**What to work on**
Give back the line where "the wheat field" appears and all the lines after it until the listing ends, unchanged and with nothing else.

%%

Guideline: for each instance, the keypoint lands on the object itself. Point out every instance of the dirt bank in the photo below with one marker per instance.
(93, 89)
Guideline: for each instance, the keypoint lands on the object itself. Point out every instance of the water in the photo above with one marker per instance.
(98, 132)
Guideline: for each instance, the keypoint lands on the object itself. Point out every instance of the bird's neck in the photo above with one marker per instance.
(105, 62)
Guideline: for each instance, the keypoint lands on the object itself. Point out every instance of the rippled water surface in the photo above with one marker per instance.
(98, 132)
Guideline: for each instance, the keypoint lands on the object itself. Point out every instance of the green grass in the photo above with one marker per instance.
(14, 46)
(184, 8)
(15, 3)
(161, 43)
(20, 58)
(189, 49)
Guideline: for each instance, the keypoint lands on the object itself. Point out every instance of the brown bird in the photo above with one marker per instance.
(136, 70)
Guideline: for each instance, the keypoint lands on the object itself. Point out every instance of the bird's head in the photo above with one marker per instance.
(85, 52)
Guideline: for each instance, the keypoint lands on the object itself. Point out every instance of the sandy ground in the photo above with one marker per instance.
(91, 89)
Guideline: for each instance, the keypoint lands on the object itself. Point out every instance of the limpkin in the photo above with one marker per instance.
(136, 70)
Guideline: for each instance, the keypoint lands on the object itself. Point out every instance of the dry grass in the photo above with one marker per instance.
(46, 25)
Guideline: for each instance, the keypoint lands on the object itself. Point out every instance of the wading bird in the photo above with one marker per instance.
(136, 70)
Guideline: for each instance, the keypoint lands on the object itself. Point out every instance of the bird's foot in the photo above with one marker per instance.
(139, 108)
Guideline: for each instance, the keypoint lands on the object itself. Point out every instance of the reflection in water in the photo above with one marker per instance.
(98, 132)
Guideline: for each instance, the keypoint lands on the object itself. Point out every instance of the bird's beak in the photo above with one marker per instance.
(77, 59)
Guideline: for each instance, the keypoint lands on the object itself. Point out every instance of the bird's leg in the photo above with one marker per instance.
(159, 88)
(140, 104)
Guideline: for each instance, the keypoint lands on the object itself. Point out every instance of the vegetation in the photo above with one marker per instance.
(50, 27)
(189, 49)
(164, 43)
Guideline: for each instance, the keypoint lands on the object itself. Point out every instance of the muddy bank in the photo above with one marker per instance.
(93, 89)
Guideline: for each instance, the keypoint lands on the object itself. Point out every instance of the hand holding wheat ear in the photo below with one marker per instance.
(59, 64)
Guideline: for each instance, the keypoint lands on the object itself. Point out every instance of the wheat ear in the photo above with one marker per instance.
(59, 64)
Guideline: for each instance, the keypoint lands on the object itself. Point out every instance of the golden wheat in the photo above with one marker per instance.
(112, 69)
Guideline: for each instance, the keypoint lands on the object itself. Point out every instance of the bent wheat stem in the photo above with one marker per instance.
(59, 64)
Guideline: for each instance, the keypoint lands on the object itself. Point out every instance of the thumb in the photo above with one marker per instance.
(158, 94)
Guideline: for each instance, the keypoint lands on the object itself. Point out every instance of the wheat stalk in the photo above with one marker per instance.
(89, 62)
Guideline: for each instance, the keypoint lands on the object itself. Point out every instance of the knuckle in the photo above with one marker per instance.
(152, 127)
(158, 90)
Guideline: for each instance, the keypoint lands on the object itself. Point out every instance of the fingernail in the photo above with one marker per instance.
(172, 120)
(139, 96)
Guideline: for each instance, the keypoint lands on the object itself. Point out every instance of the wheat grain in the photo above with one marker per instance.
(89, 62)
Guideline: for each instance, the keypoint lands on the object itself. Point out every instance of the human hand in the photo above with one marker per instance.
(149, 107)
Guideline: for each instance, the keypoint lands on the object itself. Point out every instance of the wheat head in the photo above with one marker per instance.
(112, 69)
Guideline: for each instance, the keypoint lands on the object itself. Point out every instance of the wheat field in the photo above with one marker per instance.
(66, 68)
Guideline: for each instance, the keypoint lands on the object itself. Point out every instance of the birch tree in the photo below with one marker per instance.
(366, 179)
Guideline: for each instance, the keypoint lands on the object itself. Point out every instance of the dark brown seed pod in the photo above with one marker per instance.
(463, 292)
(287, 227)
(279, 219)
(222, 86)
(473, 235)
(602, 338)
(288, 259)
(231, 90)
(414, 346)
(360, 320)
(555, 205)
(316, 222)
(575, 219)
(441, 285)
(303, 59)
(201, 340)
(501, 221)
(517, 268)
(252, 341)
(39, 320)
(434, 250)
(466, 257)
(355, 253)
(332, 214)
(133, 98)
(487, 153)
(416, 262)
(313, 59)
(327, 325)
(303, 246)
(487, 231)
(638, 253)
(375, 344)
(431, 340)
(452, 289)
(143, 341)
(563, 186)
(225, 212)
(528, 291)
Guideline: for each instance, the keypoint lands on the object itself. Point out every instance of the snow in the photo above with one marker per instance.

%%

**Task response**
Guideline: for each instance, the keypoint lands on the object itself. Point out every instance of the wheat field in the photo above with one marker per instance.
(66, 68)
Guideline: for each instance, the keypoint lands on the object itself. Point out every instance of the birch tree in the photo below with one marker per instance.
(366, 179)
Guideline: for each instance, the keypoint lands on the object itself. Point out every instance of the dark brown seed pod in the photo above with one marker per instance.
(463, 292)
(287, 227)
(279, 219)
(222, 86)
(473, 235)
(602, 338)
(288, 259)
(231, 90)
(414, 346)
(360, 320)
(555, 205)
(316, 222)
(575, 219)
(441, 285)
(303, 59)
(201, 340)
(501, 221)
(517, 268)
(252, 341)
(39, 320)
(434, 250)
(466, 257)
(355, 253)
(332, 214)
(133, 98)
(487, 153)
(416, 262)
(313, 59)
(327, 325)
(303, 246)
(487, 231)
(638, 253)
(375, 344)
(431, 340)
(452, 289)
(143, 341)
(563, 186)
(225, 212)
(528, 291)
Guideline: for each instance, the keypoint lands on the object itself. Point out every instance of the snow in the photo above with one marker per instance.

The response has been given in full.